Intercepting file I/O

This SystemTap script allows to intercept all the disk I/O operations in the system, including both high-level system calls and low-level block I/O (BIO) operations.

For each operation, the script reports its beginnig (call enter) and end (call return). Script intercepts
I/O operations at two layers: system calls and low-level block I/O (BIO) calls.

For system calls, such as sys_open, sys_read and sys_stat the script reports timestamp, PID, TID, the name of the calling process and the name of the call. The script separately reports call begins and returns. This allows easily determining bounds of the opeartion and measuring how much time each operation took.

Tracking low-level BIO is harder. The script intercepts generic_make_request() function, which is an entry point for all the BIO operations, and also all possible completion calls (functions that are called when the operation is complete): end_bio_bh_io_sync, mpage_end_io_read, mpage_end_io_write. The BIO call is initiated int the context of the calling process and then blocks until a completion method of the corresponding bio structure is called. Unfortunately, this method is called in the context of the kernel and does not directly refer to the process and original call. Thus even if we can easily track beginnings of low-level BIO calls, it is not easy to determine when the call has ended.

One way to match completion calls to initial calls is tracking the address of the corresponding bio structure. Normally this address does not change for the low-level operations. Thus we can sort operations by their timestamp and then find a next completion call with the same address as the initial generic_make_request() call. This approach works in the vast majority of cases.
################
● **What you need to do**
Answer these questions about the text on intercepting file I/O:
1. What does the script report for each system call?
2. Which function serves as the entry point for all BIO operations?
3. What is tracked to match completion calls to initial calls?
################
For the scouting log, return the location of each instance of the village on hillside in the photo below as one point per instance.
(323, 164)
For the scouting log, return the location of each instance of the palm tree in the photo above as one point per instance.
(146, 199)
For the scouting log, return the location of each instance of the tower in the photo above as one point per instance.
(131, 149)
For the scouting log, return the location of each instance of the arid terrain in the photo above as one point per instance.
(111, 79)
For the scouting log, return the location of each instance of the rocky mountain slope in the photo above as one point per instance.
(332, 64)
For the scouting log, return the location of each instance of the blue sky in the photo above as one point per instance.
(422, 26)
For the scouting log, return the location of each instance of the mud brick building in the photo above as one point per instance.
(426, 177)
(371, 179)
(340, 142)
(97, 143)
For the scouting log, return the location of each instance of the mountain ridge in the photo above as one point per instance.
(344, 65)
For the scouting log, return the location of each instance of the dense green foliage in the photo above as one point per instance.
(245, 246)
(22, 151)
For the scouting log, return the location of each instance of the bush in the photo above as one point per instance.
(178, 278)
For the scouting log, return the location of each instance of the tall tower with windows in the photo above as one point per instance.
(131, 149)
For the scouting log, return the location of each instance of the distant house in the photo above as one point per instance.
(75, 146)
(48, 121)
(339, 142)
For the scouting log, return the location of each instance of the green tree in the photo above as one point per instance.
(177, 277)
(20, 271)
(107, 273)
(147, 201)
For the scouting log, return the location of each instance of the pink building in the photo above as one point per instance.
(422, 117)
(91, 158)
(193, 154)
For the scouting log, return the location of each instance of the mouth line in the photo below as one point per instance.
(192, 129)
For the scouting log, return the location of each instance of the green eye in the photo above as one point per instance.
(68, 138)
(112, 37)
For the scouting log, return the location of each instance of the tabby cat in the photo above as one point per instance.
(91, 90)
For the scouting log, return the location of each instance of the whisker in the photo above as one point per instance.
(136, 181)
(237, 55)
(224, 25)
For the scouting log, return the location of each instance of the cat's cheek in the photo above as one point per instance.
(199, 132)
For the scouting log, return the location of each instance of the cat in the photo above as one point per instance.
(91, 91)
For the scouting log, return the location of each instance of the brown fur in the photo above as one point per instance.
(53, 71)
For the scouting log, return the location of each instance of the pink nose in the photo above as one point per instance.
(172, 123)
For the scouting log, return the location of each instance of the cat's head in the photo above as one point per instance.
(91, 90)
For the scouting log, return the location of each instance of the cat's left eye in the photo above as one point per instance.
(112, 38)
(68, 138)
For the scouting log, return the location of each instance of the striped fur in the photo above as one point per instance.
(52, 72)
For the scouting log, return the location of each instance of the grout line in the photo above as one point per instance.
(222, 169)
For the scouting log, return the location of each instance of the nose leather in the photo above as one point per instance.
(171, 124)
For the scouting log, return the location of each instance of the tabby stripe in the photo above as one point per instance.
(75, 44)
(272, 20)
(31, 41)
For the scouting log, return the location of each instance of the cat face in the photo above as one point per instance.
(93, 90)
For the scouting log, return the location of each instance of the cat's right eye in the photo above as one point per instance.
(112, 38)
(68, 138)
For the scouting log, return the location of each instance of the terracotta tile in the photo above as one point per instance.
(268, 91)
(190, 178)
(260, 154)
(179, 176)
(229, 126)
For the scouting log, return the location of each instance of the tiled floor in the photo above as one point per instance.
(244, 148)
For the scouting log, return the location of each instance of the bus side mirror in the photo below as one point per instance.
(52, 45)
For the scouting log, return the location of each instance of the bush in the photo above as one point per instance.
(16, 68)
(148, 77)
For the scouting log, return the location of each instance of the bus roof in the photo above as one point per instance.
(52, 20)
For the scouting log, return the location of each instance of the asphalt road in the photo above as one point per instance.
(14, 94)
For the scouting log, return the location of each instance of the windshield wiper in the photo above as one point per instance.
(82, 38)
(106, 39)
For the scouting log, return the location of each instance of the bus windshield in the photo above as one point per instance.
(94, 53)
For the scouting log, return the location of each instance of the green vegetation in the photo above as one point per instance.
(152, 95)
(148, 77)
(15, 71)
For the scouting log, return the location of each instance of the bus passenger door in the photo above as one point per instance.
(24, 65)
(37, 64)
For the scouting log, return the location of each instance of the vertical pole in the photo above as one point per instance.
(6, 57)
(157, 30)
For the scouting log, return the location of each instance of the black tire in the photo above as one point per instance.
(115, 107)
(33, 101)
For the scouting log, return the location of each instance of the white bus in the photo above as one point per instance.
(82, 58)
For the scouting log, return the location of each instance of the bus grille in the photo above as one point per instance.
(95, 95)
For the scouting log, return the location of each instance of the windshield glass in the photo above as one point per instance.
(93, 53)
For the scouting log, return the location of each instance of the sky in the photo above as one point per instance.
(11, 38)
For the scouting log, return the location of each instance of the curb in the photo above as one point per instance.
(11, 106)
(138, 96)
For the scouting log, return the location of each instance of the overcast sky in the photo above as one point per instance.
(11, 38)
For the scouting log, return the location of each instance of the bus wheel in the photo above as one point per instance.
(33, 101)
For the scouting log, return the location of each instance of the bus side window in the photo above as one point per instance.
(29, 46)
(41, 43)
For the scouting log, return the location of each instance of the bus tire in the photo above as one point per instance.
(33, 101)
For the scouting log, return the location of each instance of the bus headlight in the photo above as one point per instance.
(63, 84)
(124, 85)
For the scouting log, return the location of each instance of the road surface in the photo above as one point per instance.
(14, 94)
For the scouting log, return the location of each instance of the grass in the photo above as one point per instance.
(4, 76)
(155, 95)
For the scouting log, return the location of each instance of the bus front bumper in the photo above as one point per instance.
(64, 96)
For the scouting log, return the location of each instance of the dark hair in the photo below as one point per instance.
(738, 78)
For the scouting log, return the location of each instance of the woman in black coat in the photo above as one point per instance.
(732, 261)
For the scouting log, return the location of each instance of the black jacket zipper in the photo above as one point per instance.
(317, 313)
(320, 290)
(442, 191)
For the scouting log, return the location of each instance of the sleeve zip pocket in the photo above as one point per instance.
################
● **Output of the exercise**
1. The timestamp, PID, TID, the name of the calling process and the name of the call.
2. The generic_make_request() function.
3. The address of the corresponding bio structure.